Exercise goal: Reproduce the listing lines from the one containing "the purple flower" through the one containing "[[832, 668]]", inclusive, with every occurrence of "innermost point" changed to "center point" and nothing else altered.

--- Extracted data ---

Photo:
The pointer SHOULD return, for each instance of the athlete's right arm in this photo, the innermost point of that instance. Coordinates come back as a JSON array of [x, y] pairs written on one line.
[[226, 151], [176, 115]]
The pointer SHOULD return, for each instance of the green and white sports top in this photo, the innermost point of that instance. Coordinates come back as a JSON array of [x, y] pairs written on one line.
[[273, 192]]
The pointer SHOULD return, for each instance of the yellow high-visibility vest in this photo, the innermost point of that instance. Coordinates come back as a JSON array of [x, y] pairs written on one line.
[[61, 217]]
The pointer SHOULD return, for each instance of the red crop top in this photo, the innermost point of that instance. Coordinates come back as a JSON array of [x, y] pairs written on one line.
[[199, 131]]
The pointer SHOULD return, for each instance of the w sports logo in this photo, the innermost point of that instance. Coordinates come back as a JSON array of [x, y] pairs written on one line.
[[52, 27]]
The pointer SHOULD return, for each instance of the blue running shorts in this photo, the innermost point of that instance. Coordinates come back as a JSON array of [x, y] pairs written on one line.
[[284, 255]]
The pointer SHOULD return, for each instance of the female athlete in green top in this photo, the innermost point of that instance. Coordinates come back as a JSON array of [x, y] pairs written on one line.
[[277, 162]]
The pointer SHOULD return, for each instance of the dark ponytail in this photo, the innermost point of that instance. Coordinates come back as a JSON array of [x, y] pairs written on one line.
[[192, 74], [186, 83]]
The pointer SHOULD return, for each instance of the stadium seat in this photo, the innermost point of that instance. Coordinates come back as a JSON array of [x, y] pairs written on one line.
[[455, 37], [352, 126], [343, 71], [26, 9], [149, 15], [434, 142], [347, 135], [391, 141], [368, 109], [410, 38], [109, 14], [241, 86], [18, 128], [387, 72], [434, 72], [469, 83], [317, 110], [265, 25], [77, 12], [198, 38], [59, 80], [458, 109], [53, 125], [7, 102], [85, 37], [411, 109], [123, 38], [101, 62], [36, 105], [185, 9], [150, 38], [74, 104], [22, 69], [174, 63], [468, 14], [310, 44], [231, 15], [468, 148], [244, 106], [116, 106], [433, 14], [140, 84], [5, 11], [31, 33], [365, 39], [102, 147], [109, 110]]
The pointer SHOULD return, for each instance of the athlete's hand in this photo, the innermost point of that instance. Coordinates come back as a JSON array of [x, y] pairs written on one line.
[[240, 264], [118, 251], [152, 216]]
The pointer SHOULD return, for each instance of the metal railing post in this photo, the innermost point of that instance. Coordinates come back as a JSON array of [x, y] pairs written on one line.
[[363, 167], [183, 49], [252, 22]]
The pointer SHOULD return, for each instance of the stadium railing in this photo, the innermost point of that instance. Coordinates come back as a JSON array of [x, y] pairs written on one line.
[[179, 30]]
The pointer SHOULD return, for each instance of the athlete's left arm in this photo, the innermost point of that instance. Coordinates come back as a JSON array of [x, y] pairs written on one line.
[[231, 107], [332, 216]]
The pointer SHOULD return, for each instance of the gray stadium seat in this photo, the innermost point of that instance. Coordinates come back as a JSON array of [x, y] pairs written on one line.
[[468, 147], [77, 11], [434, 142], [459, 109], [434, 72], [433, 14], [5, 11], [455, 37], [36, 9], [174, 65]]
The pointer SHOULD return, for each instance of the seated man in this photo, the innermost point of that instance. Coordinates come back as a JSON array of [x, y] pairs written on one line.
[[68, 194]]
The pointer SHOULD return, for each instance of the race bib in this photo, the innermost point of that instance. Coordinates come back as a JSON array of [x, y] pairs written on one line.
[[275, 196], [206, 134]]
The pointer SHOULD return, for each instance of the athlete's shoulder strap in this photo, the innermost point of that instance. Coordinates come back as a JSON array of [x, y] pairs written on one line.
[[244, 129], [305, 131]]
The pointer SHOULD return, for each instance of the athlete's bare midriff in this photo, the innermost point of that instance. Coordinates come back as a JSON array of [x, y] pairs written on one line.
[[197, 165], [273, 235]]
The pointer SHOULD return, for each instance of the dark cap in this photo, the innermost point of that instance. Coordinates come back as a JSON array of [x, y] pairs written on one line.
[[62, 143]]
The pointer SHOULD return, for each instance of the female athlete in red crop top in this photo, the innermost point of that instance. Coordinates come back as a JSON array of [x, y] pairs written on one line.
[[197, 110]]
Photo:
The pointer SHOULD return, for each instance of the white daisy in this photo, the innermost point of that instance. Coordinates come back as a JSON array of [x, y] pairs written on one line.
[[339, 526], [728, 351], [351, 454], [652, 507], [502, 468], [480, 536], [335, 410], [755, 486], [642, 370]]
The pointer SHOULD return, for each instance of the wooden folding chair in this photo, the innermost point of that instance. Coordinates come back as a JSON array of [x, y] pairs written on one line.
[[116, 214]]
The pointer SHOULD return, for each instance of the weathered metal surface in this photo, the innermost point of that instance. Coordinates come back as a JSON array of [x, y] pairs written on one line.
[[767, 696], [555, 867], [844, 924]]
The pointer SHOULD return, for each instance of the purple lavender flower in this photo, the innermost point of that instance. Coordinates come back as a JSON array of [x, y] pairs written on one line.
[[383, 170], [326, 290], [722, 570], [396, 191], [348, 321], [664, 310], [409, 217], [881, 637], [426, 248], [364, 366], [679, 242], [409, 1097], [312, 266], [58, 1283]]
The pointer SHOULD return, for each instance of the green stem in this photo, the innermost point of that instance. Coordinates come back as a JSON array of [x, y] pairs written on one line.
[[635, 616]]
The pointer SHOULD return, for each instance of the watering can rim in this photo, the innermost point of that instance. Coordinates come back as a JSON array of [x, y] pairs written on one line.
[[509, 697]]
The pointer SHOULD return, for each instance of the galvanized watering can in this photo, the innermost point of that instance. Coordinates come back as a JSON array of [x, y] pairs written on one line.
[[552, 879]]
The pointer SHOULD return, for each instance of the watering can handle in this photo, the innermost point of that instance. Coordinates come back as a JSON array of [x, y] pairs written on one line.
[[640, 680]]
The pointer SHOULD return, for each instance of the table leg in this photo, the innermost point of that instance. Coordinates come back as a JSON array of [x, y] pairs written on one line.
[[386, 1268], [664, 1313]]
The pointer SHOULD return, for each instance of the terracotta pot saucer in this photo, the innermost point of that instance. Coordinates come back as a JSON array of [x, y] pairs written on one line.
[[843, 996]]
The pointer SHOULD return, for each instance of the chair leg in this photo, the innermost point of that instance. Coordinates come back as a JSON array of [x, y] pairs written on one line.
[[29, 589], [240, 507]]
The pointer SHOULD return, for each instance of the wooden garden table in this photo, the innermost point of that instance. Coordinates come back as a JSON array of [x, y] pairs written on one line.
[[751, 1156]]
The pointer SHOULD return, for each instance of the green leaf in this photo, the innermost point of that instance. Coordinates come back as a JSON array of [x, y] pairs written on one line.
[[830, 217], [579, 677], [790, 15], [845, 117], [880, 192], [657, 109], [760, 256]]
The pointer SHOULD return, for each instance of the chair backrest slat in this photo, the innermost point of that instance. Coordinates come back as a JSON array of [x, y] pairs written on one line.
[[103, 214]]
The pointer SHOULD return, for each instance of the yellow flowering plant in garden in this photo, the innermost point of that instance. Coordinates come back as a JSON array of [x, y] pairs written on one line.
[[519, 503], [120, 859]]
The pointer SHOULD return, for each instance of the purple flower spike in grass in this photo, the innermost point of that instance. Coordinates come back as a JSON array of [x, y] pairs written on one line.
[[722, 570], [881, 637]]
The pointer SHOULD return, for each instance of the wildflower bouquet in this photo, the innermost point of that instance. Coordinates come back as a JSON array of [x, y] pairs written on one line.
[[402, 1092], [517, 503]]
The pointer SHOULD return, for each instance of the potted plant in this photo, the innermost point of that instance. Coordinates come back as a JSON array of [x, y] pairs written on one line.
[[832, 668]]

---
--- Extracted data ---

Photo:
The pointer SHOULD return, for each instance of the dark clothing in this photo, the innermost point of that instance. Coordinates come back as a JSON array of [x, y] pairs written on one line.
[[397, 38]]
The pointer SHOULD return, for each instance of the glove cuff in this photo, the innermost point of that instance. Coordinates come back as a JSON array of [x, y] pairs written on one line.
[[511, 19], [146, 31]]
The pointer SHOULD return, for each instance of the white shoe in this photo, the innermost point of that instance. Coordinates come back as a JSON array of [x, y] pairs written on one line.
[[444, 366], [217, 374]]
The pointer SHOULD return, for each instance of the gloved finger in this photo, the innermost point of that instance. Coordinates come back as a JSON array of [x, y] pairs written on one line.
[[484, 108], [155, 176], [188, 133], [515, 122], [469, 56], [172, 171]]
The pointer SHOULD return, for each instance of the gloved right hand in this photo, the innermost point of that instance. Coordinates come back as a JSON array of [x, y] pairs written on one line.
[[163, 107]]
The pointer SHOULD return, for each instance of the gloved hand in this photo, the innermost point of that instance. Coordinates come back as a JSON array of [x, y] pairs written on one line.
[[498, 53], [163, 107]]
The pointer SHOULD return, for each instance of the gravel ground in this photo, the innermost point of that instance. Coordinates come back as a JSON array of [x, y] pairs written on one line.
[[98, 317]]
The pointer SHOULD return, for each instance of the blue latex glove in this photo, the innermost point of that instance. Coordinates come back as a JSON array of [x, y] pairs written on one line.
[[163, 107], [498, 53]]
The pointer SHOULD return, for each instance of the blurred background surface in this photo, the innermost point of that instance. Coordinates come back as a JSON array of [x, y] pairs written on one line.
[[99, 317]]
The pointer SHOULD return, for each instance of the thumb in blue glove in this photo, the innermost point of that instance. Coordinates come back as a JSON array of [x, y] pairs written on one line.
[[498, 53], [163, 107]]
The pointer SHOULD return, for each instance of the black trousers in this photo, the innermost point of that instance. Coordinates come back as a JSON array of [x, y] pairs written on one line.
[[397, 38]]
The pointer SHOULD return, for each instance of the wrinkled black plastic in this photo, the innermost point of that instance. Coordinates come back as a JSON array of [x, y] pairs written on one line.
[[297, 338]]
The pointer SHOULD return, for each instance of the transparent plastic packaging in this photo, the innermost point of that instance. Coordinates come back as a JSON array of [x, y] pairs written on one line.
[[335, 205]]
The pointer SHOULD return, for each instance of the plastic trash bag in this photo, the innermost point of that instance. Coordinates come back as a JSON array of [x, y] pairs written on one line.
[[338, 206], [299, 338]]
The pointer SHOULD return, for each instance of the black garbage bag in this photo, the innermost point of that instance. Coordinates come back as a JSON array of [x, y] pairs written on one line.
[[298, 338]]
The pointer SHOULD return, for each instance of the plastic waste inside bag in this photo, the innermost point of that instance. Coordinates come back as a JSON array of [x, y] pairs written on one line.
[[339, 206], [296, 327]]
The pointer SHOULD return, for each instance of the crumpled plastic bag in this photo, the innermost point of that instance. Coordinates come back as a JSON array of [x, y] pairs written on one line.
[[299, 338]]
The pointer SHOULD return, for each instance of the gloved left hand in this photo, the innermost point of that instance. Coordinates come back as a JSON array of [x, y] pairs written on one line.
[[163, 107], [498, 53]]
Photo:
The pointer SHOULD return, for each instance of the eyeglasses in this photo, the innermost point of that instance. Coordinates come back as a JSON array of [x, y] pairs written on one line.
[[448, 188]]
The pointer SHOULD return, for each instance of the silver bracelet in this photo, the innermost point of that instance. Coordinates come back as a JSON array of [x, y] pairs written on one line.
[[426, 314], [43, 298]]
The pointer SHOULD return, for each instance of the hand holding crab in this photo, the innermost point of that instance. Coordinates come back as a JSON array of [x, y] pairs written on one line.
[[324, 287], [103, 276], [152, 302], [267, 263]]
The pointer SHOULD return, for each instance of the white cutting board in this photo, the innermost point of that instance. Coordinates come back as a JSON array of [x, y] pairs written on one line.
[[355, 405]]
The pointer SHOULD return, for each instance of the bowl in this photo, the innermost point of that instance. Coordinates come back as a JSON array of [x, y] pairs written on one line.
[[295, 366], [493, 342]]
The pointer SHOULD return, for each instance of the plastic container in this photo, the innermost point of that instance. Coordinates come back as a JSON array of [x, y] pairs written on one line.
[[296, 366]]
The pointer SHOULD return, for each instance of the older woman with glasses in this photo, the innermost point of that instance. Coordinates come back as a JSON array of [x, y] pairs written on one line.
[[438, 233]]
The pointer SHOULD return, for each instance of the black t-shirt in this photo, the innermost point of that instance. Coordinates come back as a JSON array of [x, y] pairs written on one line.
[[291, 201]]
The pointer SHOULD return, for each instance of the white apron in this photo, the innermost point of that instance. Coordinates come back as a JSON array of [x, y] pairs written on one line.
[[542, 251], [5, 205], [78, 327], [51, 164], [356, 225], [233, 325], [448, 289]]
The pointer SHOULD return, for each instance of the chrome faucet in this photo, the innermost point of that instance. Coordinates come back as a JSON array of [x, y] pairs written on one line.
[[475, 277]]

---
--- Extracted data ---

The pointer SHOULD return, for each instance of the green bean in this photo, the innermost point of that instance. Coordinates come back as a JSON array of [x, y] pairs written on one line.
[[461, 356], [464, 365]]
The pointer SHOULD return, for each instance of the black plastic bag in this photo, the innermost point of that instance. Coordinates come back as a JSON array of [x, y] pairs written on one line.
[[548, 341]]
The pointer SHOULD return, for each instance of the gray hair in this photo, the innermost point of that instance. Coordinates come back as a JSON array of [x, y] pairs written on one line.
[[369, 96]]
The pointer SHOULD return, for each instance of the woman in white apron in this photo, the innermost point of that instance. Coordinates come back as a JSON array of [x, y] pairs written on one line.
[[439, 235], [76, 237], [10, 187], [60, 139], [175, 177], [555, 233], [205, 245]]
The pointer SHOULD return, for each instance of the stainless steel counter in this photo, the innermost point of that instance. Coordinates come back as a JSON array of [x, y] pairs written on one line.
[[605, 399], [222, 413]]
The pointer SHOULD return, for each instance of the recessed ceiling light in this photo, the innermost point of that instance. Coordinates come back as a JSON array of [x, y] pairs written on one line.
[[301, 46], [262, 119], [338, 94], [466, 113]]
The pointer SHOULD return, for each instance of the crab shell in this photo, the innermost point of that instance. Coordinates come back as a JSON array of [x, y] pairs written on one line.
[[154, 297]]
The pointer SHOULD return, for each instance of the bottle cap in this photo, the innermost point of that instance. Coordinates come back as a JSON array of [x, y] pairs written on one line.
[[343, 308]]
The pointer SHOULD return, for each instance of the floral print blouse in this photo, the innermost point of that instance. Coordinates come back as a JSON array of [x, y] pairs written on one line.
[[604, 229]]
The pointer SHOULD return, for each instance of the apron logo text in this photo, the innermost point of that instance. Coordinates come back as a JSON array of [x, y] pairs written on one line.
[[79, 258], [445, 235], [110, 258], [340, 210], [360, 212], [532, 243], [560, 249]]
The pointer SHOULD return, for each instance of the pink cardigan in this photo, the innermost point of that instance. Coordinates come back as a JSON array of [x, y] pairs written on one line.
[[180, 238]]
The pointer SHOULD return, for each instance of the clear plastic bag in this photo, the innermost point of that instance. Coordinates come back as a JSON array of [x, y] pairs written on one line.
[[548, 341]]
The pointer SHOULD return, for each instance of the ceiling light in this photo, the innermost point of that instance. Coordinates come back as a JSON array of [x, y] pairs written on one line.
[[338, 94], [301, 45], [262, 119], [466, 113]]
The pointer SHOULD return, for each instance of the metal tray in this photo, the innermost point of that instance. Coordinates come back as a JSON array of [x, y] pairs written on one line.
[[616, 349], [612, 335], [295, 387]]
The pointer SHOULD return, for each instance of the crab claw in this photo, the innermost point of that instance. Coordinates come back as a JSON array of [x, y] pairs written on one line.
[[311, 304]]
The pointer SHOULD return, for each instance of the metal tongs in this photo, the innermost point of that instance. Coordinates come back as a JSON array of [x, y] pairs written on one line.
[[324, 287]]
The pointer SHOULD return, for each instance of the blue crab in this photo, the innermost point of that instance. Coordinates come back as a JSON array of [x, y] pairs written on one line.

---

Correct answer:
The pointer SHOULD return, for each instance of the purple flower spike in grass in this photo, the center point of that instance. Coordinates come back as a JSON array of [x, y] pairs written on one line.
[[722, 570], [881, 637]]
The pointer SHOULD return, for each instance of the wildflower bouquet in this photo, the center point of that instance. Coordinates come back as a JSON array of [x, y] pairs written on one line.
[[402, 1092], [517, 503]]
The pointer SHOULD return, for each instance of the potted plant in this photo, the center point of that instance. Coordinates come back as a JSON array of [x, y] pairs written on one line.
[[832, 668]]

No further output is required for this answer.